PROBLEM DESCRIPTION: Every record below should be written out exactly; pictures stay out.
[begin MATERIAL FOR THIS TASK]
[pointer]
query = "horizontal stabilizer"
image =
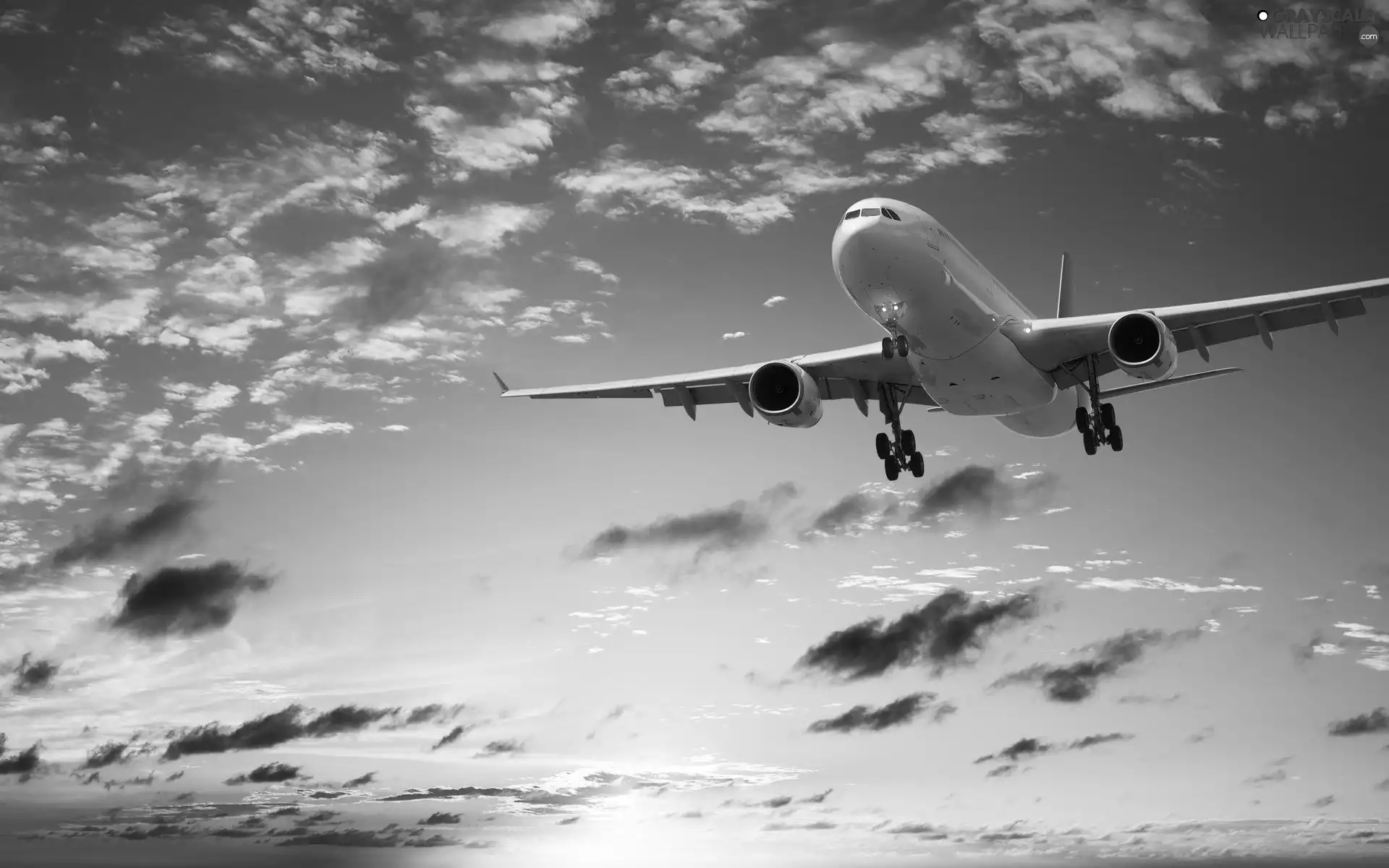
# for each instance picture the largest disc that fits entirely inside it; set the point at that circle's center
(1189, 378)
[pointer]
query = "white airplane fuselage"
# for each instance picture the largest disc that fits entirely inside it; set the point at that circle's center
(912, 277)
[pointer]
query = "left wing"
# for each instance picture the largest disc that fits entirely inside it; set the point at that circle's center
(1052, 345)
(854, 373)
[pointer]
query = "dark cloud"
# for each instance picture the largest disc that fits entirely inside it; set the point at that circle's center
(345, 718)
(865, 717)
(110, 537)
(271, 729)
(938, 634)
(729, 528)
(34, 674)
(106, 754)
(453, 735)
(972, 490)
(1076, 681)
(1362, 724)
(24, 763)
(1024, 749)
(504, 746)
(271, 773)
(842, 516)
(434, 712)
(185, 599)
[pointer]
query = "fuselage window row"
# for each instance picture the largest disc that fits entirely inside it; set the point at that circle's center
(886, 213)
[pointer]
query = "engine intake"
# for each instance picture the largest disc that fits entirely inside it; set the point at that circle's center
(785, 395)
(1144, 346)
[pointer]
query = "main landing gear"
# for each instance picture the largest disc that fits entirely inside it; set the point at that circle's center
(899, 451)
(1097, 425)
(895, 346)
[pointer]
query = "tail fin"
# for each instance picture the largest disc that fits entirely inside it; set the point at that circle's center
(1066, 292)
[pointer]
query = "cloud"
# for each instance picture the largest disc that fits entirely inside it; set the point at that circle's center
(865, 717)
(273, 729)
(738, 525)
(185, 600)
(1031, 747)
(110, 538)
(1076, 682)
(271, 773)
(24, 763)
(504, 746)
(938, 634)
(453, 735)
(1362, 724)
(34, 674)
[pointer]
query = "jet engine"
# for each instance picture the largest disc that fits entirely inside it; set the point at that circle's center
(783, 395)
(1144, 346)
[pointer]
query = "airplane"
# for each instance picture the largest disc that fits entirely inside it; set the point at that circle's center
(959, 342)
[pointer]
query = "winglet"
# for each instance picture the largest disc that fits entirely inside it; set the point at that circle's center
(1066, 292)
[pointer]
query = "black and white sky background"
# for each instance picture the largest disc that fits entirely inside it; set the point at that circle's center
(281, 578)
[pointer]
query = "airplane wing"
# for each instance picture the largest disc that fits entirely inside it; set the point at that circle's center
(854, 373)
(1052, 345)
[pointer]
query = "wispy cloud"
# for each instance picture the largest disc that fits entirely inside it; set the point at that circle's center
(1076, 682)
(938, 634)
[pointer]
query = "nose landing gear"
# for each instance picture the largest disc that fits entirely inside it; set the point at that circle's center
(899, 451)
(1097, 425)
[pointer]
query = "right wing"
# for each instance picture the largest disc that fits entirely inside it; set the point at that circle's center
(854, 373)
(1055, 345)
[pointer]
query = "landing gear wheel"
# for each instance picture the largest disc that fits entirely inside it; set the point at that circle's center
(889, 466)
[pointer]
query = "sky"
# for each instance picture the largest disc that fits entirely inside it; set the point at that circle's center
(284, 578)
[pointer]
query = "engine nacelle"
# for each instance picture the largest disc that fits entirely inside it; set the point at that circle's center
(783, 395)
(1144, 346)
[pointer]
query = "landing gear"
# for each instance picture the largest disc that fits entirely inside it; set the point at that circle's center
(899, 451)
(1097, 425)
(895, 346)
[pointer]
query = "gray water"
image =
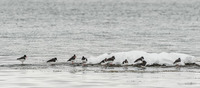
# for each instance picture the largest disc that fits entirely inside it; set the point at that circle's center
(43, 29)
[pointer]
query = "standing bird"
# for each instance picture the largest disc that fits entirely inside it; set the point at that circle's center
(110, 60)
(103, 62)
(139, 59)
(125, 62)
(22, 59)
(84, 60)
(177, 61)
(143, 64)
(72, 59)
(52, 60)
(140, 62)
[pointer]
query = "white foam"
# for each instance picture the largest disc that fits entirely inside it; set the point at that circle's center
(151, 58)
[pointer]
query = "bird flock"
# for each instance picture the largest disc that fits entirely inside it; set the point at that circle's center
(140, 62)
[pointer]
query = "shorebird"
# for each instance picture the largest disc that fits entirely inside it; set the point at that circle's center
(22, 59)
(103, 62)
(139, 59)
(125, 62)
(84, 60)
(72, 59)
(52, 60)
(110, 60)
(177, 62)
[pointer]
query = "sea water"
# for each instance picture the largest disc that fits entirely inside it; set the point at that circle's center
(43, 29)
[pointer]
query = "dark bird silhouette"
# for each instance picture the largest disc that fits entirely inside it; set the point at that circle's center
(84, 60)
(125, 62)
(110, 60)
(139, 59)
(103, 61)
(143, 63)
(52, 60)
(22, 59)
(72, 59)
(177, 61)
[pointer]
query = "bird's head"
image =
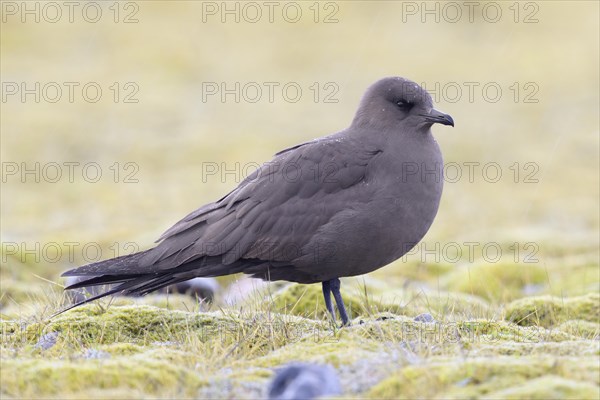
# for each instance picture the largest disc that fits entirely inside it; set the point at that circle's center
(397, 103)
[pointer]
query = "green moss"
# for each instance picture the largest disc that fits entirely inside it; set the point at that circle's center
(549, 311)
(549, 387)
(307, 301)
(148, 373)
(442, 305)
(498, 282)
(584, 329)
(480, 377)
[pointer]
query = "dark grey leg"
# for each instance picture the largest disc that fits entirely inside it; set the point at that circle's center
(334, 286)
(327, 296)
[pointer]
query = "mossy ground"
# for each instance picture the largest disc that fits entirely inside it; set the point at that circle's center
(525, 325)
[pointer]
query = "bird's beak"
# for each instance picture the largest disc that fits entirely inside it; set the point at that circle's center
(436, 117)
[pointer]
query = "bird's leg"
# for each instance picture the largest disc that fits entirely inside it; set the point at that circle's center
(327, 296)
(335, 289)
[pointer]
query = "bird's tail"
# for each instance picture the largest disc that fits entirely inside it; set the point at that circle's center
(133, 279)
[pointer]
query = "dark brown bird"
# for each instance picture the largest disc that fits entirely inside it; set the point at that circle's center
(341, 205)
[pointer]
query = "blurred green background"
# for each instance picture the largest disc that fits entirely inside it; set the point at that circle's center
(498, 246)
(544, 124)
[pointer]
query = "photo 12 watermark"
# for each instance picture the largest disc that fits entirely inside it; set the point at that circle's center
[end MATERIAL FOR THIS TASK]
ANSWER:
[pointer]
query = "horizontal stabilizer"
image =
# for each instance picture the largest disc that fits entirely inside it; set the point at that circle's center
(1189, 378)
[pointer]
query = "white airplane fuselage"
# for each instance picture the largest disc that fits entirely inside it; set the point at that circle's center
(912, 277)
[pointer]
query = "left wing"
# for each instance picture the largest disc that fits entirely inside it; set the point at that circle's center
(1052, 345)
(854, 373)
[pointer]
query = "dark cloud"
# for each instance picture the largest disc that fits entirely inside it; set the point at that circle's center
(345, 718)
(865, 717)
(110, 537)
(271, 729)
(938, 634)
(729, 528)
(34, 674)
(106, 754)
(453, 735)
(972, 490)
(1076, 681)
(1362, 724)
(24, 763)
(1024, 749)
(504, 746)
(271, 773)
(842, 516)
(434, 712)
(185, 599)
[pointer]
query = "fuselage window row"
# for each instance picture the largest disc that fits entirely inside it; set the point at that circle's center
(886, 213)
[pointer]
query = "engine intake"
# for each instance picture the largest disc that fits entirely inside it; set the point at that circle's center
(785, 395)
(1144, 346)
[pointer]
query = "main landing gear"
# for each instance picture the largest disc that fits entirely inside it; set the point at that circle's center
(899, 451)
(1097, 425)
(895, 346)
[pointer]
query = "tail fin"
# for each instance picture the largest disc that fits entirely inside it; set the point at that circle's center
(1066, 292)
[pointer]
query = "cloud"
# for each instance picture the largest disc that fits entirely inside it; set the point at that circle's center
(865, 717)
(273, 729)
(738, 525)
(185, 600)
(1031, 747)
(110, 538)
(1076, 682)
(271, 773)
(24, 763)
(504, 746)
(938, 634)
(453, 735)
(1362, 724)
(34, 674)
[pointer]
query = "jet engine"
# for each instance picture the largest disc that fits entirely inside it; set the point at that circle's center
(783, 395)
(1144, 346)
[pointer]
query = "airplane"
# for each instance picture the largest disc that fits entirely inside it; set the point at that circle's center
(959, 342)
[pointer]
query = "winglet"
# for each instance picture the largest disc that fits entirely inside it; set the point at that circle's center
(1066, 292)
[pointer]
query = "black and white sky background"
# for each instance picture the largest disc that fits entirely inside it; set the point at that circle's center
(281, 578)
[pointer]
query = "airplane wing"
# for each instance picture the largest disc that fits entirely inside it; set the point at that circle's center
(854, 373)
(1052, 345)
[pointer]
query = "wispy cloud"
# for each instance picture the largest disc that fits entirely inside it; set the point at that circle's center
(1076, 682)
(938, 634)
[pointer]
query = "nose landing gear"
# for each instance picture the largest disc that fits entirely inside it; set the point at that circle's center
(899, 451)
(1097, 425)
[pointer]
query = "right wing"
# for each instance picture the largest disc that fits entirely inside it; set the point at that circle's center
(854, 373)
(1055, 345)
[pointer]
query = "landing gear wheel"
# for each instance picture the largest disc that fits entirely inside it; set the point at that circle's center
(889, 466)
[pointer]
query = "sky"
# for each instance picture the largest disc that fits entirely inside it; set the point at that circle's center
(284, 578)
[pointer]
query = "engine nacelle"
# for each instance picture the largest disc that fits entirely inside it; set the point at that circle's center
(783, 395)
(1144, 346)
[pointer]
query = "landing gear"
# for each instance picture the largest disc that fits entirely inside it; set the point at that circle's center
(899, 451)
(1097, 425)
(895, 346)
[pointer]
query = "gray water"
image =
# for each instance picture the largest disc that fits entirely inside it; set the point at that circle's center
(43, 29)
[pointer]
query = "standing bird"
# for each instance picture the largest disc that fits entirely inside it; set the point at that circle's center
(110, 60)
(103, 62)
(139, 59)
(125, 62)
(22, 59)
(84, 60)
(177, 61)
(143, 64)
(72, 59)
(52, 60)
(140, 62)
[pointer]
query = "white foam"
# for each instance picture the largest disc that fits entirely inside it; set the point at that circle's center
(151, 58)
[pointer]
query = "bird flock"
# for each instance picture the largest disc that fits entirely inside it; set the point at that circle's center
(140, 62)
[pointer]
query = "shorebird"
# for each instance picture the largest disc that fits entirely inside it; set the point at that circle's center
(22, 59)
(103, 62)
(139, 59)
(125, 62)
(84, 60)
(72, 59)
(52, 60)
(110, 60)
(177, 62)
[pointer]
query = "sea water"
# for each instance picture the largest disc that fits entirely inside it; set the point at that circle's center
(43, 29)
[pointer]
query = "dark bird silhouette"
# for each instance picture the largest disc that fits entirely inside it; set the point at that circle's center
(84, 60)
(125, 62)
(110, 60)
(139, 59)
(103, 61)
(143, 63)
(52, 60)
(22, 59)
(72, 59)
(177, 61)
[pointer]
query = "bird's head"
image =
# for each instance picture the largest disc that fits entirely inside it; set the point at that circle's center
(397, 103)
[pointer]
query = "green moss"
# for each instance picture the largest disc that fits entirely inside it; set the point at that circle's center
(549, 311)
(549, 387)
(307, 301)
(148, 373)
(442, 305)
(498, 282)
(584, 329)
(480, 377)
[pointer]
query = "dark grey leg"
# for each instance picture the largest disc that fits entirely inside it; set the point at that circle's center
(334, 286)
(327, 296)
[pointer]
query = "mossy ground"
# for each instance picture the largest disc that fits entirely inside it; set the point at that circle's center
(525, 325)
[pointer]
query = "bird's beak"
# for each instance picture the largest disc that fits entirely inside it; set the point at that circle's center
(436, 117)
[pointer]
query = "bird's leg"
# for each instance picture the largest disc that fits entirely inside it; set the point at that circle's center
(327, 296)
(335, 289)
[pointer]
query = "bird's tail"
# for each instance picture the largest disc that fits entirely inside it; set the point at that circle's center
(133, 279)
[pointer]
query = "dark brown bird"
# for each instance picture the largest disc that fits entirely inside it; set the point at that circle's center
(341, 205)
[pointer]
query = "blurred green background"
# for each instance picture the largest disc that fits entirely inside it; set the point at that circle's center
(498, 246)
(544, 124)
[pointer]
query = "photo 12 watermark"
# for each instance picture the largest disc that fits entirely inside it; set the point at that circle's center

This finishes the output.